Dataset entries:
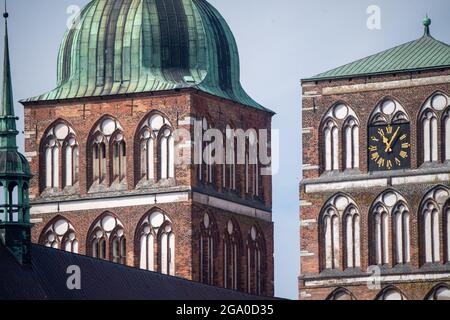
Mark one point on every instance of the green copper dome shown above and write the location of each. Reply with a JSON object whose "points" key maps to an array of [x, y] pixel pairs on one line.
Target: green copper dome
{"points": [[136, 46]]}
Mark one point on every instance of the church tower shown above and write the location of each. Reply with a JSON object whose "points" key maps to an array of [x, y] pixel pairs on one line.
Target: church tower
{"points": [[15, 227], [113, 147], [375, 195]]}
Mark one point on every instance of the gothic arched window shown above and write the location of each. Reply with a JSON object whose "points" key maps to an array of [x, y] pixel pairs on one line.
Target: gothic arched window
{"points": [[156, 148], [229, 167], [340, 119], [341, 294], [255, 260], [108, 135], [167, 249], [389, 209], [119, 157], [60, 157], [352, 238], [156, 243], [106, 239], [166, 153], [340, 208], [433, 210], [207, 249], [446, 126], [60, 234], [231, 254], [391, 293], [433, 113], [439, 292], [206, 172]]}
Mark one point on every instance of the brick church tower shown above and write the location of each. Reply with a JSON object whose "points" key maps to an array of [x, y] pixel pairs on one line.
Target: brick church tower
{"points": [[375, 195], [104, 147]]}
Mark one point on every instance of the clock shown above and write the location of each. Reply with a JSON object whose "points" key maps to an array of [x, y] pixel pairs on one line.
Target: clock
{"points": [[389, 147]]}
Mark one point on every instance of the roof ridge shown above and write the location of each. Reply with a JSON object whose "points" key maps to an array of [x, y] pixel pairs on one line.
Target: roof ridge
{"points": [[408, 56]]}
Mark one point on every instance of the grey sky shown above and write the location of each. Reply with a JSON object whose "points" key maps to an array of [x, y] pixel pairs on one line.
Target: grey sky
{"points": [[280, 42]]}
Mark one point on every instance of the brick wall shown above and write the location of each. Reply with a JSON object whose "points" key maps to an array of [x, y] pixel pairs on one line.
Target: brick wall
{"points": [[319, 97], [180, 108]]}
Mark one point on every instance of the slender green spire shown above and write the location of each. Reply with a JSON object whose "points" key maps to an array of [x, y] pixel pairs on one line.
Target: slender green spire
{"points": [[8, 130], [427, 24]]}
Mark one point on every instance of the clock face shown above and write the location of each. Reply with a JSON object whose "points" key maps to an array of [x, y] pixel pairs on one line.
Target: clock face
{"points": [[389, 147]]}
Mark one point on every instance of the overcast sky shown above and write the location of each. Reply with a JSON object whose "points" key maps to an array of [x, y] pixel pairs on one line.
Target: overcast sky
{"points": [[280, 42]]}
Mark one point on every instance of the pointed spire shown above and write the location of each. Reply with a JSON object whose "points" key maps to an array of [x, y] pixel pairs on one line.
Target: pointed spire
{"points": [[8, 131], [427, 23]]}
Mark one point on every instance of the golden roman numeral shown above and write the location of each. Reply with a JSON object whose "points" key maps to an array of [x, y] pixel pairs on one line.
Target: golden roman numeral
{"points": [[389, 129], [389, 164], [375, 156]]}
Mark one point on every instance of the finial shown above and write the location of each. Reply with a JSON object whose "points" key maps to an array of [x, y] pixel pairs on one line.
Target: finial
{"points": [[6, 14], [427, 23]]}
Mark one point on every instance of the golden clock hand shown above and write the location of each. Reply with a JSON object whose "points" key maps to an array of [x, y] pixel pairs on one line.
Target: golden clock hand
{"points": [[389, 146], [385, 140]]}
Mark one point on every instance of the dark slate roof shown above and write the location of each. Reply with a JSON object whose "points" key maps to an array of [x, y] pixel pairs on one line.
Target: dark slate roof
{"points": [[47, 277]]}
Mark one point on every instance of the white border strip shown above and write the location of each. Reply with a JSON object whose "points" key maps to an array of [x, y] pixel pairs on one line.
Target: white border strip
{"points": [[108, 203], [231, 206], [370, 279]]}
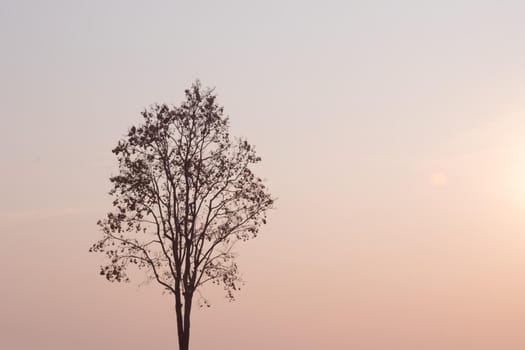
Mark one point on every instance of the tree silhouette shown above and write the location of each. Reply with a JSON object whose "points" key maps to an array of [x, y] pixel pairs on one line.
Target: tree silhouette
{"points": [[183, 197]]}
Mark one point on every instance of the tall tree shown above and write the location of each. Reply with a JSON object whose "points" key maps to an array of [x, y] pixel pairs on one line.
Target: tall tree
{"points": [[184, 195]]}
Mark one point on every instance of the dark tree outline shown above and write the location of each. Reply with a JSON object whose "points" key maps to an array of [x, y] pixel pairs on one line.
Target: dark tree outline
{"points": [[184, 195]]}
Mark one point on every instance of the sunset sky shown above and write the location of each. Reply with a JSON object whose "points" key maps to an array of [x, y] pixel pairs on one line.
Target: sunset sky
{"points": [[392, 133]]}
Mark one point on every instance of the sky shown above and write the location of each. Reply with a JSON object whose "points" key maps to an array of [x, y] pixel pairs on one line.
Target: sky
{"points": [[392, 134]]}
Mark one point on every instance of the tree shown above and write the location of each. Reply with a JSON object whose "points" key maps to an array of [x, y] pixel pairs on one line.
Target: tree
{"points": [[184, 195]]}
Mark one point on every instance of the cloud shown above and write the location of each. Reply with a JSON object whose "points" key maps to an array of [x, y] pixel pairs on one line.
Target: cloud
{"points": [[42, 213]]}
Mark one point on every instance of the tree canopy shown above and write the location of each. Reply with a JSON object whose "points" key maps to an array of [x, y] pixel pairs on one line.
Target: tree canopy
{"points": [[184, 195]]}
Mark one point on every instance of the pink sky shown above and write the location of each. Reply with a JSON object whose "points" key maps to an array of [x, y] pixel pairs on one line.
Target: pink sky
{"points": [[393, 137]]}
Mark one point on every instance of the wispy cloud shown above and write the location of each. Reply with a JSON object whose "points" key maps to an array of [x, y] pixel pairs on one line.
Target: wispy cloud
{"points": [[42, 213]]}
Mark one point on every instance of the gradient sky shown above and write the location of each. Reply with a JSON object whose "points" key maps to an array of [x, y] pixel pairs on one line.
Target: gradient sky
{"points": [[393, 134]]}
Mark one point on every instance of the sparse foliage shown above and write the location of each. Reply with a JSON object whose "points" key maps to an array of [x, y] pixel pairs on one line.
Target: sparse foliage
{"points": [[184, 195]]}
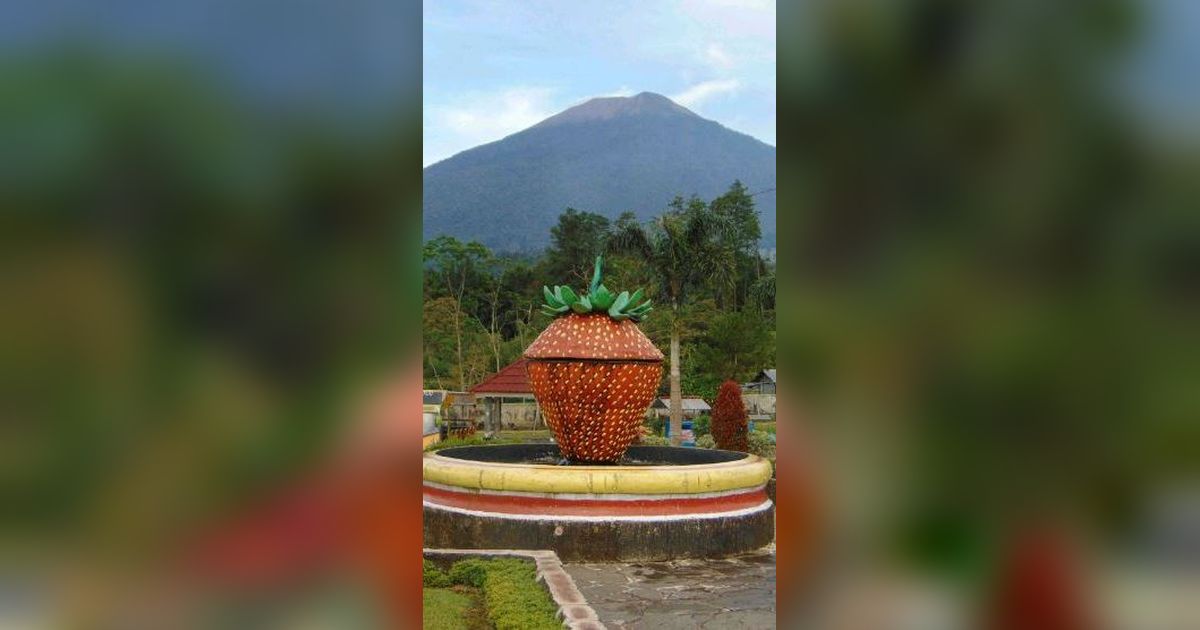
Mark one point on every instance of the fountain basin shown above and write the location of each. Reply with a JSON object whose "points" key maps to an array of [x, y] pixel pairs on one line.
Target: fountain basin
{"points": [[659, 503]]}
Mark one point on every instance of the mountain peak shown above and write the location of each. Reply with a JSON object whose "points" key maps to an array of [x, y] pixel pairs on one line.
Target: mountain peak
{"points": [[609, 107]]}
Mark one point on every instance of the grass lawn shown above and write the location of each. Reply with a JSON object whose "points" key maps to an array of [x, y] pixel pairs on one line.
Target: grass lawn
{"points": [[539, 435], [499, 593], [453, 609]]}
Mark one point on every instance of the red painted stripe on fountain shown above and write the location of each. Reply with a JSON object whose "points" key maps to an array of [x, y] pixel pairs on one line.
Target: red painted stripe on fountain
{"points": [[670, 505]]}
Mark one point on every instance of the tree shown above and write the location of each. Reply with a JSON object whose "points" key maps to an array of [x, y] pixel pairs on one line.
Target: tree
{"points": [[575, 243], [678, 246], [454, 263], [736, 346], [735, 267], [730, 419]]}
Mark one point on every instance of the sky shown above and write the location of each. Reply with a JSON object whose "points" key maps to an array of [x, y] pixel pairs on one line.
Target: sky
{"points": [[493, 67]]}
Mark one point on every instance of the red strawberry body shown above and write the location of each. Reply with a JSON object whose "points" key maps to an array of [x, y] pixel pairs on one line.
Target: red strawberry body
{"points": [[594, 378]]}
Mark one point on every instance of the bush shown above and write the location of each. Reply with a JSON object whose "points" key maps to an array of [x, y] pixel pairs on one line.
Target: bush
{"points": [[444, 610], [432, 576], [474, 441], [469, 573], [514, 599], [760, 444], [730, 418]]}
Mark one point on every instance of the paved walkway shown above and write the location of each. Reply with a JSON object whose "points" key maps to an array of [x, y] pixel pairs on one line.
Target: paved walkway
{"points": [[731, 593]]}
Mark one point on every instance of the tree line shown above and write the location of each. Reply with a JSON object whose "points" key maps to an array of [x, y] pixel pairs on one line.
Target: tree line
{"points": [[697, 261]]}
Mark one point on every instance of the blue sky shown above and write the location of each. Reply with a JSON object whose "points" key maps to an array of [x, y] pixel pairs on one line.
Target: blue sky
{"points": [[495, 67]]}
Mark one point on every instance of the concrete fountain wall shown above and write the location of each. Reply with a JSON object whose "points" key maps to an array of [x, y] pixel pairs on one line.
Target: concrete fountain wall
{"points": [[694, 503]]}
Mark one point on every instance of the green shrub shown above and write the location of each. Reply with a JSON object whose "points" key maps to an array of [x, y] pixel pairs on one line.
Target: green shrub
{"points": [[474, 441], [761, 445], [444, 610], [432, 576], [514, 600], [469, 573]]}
==
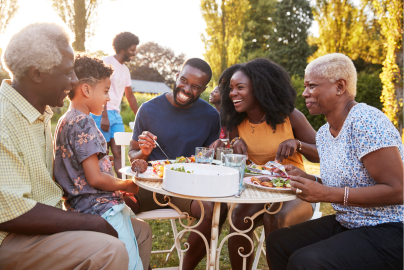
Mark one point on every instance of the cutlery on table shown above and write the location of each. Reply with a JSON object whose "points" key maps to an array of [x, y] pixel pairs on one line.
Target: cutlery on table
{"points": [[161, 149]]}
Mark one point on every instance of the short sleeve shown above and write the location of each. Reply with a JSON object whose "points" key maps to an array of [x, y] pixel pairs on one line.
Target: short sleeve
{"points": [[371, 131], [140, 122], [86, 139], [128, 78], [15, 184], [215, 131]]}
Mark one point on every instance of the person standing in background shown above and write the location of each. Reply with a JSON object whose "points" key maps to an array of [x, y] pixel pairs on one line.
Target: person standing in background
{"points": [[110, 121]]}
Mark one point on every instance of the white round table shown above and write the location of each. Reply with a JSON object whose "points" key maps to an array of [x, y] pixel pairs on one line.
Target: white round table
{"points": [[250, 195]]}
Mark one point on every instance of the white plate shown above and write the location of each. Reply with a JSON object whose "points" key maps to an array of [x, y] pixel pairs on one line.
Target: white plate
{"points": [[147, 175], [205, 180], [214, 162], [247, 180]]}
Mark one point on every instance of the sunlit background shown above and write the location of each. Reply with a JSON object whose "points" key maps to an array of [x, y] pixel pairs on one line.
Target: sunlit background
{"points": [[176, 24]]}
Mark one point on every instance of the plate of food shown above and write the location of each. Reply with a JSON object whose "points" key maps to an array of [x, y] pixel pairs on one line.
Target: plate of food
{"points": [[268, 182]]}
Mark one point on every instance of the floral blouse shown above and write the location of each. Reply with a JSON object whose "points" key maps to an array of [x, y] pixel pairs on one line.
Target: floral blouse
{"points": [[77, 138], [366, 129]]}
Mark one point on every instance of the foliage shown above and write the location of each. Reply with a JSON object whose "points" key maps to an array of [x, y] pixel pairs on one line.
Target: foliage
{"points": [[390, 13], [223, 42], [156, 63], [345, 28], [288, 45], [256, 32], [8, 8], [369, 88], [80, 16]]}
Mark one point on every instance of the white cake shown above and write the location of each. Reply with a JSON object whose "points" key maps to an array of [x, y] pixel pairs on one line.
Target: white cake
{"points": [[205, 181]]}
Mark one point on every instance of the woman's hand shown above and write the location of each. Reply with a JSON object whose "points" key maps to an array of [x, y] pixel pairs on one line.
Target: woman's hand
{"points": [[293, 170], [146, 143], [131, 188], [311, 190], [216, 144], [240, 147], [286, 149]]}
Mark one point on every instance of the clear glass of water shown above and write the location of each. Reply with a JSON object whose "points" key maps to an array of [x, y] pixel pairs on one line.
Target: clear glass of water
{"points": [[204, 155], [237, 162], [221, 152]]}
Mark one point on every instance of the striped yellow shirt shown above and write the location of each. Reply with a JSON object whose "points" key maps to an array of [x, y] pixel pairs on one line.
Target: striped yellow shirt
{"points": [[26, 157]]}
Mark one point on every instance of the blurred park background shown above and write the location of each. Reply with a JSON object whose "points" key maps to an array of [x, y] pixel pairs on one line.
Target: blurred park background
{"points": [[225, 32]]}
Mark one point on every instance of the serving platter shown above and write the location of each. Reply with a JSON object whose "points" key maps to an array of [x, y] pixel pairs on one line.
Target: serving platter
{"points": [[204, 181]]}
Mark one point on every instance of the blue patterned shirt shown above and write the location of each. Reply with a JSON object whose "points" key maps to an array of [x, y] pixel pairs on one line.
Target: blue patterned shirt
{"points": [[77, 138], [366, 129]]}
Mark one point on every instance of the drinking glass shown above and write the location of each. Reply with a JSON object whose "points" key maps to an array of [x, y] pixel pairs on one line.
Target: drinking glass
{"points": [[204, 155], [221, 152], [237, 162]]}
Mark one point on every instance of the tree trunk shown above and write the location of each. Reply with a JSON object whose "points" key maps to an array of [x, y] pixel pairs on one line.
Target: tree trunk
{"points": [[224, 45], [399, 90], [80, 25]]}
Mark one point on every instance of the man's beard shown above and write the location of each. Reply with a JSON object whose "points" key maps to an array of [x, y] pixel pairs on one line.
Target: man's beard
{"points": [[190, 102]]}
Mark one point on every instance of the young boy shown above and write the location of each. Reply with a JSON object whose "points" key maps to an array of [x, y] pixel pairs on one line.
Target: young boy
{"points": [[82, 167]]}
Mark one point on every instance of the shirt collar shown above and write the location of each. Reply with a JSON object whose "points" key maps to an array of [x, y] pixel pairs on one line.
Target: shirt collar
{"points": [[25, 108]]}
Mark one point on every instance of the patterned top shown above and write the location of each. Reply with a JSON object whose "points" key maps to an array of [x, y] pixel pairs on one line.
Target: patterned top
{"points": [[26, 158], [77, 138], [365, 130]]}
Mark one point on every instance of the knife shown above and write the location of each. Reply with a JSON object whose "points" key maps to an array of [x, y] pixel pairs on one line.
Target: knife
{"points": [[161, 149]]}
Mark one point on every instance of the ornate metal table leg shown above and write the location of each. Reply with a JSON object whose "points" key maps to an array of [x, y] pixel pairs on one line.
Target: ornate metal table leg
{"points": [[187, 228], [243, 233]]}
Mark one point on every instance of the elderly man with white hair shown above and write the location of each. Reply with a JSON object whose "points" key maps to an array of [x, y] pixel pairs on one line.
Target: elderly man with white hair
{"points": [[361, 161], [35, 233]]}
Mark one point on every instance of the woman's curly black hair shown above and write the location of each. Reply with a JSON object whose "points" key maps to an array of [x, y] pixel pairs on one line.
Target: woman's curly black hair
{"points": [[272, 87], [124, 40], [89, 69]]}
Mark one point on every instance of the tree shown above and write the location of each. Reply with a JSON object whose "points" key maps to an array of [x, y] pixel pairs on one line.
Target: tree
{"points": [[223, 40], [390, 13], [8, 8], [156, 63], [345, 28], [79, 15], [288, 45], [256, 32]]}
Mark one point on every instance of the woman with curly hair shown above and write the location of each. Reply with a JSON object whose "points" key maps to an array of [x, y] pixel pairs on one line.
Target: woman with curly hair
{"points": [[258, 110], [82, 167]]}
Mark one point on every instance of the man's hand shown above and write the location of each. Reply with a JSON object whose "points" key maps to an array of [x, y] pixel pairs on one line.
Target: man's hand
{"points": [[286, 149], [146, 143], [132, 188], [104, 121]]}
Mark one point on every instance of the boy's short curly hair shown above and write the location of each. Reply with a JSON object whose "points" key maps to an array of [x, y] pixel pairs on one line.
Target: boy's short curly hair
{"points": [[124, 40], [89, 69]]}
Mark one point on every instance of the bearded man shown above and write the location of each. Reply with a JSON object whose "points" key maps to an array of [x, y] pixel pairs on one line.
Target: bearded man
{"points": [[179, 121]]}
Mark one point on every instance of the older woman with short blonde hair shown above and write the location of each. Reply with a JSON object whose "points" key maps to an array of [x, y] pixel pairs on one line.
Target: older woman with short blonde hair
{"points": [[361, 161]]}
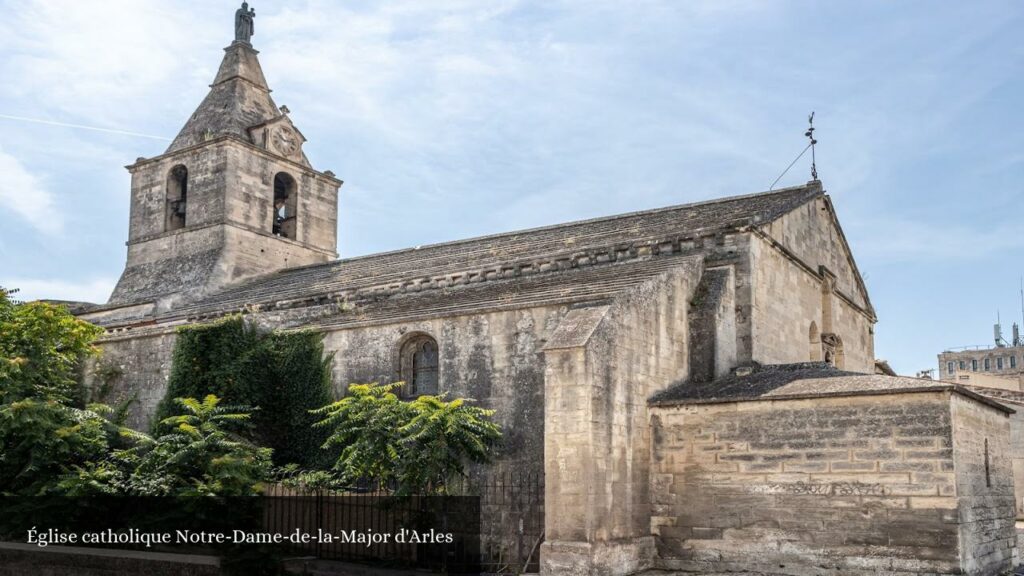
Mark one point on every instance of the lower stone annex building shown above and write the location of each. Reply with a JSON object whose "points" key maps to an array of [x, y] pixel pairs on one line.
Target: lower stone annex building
--
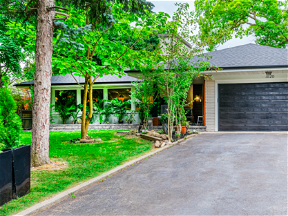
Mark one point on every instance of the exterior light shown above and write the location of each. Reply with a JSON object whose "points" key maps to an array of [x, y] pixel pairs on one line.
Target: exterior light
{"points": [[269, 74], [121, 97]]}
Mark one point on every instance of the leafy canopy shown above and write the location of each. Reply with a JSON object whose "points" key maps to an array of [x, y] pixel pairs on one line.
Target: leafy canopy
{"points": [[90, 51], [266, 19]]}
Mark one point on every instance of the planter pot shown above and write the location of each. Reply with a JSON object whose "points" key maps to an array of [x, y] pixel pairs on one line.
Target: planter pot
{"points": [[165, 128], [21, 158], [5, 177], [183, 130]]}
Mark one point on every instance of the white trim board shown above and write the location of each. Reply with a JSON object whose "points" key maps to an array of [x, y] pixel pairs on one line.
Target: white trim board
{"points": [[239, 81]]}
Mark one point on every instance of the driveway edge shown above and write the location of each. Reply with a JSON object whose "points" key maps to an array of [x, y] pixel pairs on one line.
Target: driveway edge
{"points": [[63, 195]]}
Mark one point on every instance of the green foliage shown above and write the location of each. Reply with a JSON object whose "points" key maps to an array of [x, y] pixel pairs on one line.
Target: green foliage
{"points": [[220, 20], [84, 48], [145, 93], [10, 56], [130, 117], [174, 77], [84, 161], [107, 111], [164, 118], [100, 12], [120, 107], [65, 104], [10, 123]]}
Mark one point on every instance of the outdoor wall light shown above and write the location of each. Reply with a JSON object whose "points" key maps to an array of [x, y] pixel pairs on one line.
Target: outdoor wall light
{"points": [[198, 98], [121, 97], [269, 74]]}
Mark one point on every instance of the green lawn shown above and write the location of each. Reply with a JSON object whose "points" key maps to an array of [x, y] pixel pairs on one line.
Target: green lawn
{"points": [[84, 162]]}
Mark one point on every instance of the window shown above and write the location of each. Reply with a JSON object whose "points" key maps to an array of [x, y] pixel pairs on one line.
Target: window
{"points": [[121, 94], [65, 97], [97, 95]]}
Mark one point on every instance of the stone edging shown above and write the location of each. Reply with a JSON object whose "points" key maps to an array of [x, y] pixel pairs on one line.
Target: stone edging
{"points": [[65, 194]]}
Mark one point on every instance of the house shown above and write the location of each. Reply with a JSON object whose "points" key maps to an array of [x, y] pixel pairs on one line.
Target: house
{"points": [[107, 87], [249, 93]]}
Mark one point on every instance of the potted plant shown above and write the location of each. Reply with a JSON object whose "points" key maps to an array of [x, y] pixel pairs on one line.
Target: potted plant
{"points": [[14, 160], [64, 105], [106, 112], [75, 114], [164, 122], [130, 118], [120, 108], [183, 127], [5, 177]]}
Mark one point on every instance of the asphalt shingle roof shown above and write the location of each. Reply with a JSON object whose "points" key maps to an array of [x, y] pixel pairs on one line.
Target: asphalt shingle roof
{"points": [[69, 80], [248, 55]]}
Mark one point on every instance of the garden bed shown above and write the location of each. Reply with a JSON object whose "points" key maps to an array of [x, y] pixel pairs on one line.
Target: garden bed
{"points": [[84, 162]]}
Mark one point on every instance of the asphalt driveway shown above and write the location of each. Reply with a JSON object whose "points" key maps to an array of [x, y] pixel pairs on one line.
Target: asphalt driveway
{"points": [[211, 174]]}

◆ YOUR GOAL: Print again the lines of the entries above that fall between the line holding "Target: brick wall" and the line holding "Mark one point on every instance of the golden roman", inclusive, exactly as they stand.

◆ ANSWER SECTION:
Target: brick wall
{"points": [[319, 97], [180, 108]]}
Mark one point on every instance of the slender green spire shown above and write the location of each. Reply with a JSON object whose "points" key maps to an array of [x, y] pixel pairs on one line.
Target: slender green spire
{"points": [[8, 130], [427, 24]]}
Mark one point on every instance of the clock face shown above and write the location of each. Reply with a JSON object whose "points" key maps to an array of [x, y] pixel pairs on one line.
Target: clock face
{"points": [[389, 147]]}
Mark one point on every instance of the overcast sky shown above and write the location of each. Reply with a JSON object whose "points" key maps to an array of [x, y] pixel pairs on one line.
Target: overcast sky
{"points": [[280, 42]]}
Mark one point on every instance of the pointed spire shown above and write the location of each. Reply with a JSON object whose "points" key maps to an array of [x, y] pixel pairs on one line.
Target: pointed spire
{"points": [[8, 131], [427, 23]]}
Mark one point on every instance of the golden roman numeral shown above and write the location of each. Reply with a JSON object whose "points" key maps to an array of [x, y] pixel pairs on one line.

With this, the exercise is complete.